■ Exercise directions:
Report in full each line of the listing below that contains the string "cloud". The match is case-sensitive.

--- Begin Entries provided ---

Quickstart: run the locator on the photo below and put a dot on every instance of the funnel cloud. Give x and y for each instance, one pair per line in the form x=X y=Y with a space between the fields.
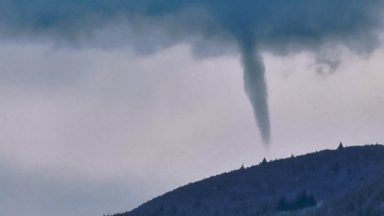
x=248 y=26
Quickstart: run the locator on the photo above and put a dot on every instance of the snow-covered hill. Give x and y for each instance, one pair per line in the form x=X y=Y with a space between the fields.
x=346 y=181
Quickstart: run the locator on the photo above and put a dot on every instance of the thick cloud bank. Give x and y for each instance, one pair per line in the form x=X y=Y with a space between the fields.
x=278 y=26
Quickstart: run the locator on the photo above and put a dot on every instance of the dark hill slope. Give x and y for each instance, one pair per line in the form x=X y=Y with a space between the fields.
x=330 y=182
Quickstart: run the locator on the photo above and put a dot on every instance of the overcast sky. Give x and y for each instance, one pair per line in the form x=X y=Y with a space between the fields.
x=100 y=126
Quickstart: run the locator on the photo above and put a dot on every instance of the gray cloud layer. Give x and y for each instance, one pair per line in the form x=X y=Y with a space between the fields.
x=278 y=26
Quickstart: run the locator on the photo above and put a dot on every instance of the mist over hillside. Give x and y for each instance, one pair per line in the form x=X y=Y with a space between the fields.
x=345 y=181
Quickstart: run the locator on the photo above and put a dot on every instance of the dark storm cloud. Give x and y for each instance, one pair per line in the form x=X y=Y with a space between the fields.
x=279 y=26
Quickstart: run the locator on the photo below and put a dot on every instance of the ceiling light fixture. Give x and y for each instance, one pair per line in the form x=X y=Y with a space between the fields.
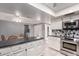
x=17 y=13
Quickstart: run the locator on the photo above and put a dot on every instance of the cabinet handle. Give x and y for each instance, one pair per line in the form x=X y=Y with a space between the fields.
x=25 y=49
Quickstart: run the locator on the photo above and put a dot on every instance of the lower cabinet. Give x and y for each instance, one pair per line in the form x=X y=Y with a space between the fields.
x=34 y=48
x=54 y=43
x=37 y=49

--- End Entries provided ---
--- Begin Entries provided ---

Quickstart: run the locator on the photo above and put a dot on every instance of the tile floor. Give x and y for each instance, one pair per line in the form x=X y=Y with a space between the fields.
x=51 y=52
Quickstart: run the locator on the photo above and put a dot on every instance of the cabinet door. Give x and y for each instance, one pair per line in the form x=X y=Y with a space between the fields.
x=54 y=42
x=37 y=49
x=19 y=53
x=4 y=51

--- End Entries provided ---

■ Output:
Quickstart: run the locator on the photo below and put a dot on every instance of the funnel cloud. Give x and y for each instance, one pair per line in the form x=X y=Y with a space between the fields.
Quickstart: run the locator on the photo above and put a dot on every instance of the thick cloud bank. Give x and y for each instance, one pair per line in the form x=X y=Y with a space between the fields.
Quickstart: run the locator on the photo above and put a dot on every instance of the gray cloud layer. Give x and y for each instance, one pair per line in the form x=X y=Y with a space between the fields.
Quickstart: run the locator on the photo above and put a dot on every instance of the dark storm cloud. Give x and y for each instance, one pair per line in the form x=X y=Y with a space between the fields.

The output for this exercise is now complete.